Task to carry out: Collect all lines from the records below that include the word "tree".
::: Input for this task :::
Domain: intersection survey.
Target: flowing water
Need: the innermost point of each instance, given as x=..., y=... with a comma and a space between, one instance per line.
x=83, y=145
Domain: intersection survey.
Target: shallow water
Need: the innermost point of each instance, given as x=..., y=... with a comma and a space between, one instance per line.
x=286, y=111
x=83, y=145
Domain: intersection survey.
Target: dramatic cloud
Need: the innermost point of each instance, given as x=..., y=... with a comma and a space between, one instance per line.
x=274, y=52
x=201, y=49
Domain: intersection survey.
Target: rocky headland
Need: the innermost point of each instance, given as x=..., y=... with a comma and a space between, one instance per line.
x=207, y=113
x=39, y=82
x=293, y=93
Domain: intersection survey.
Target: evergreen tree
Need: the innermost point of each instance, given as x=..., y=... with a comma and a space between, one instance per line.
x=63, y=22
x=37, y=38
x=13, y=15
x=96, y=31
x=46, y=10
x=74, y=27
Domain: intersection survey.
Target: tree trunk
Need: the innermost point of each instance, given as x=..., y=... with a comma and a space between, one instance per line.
:::
The answer:
Target: evergreen tree
Target: tree trunk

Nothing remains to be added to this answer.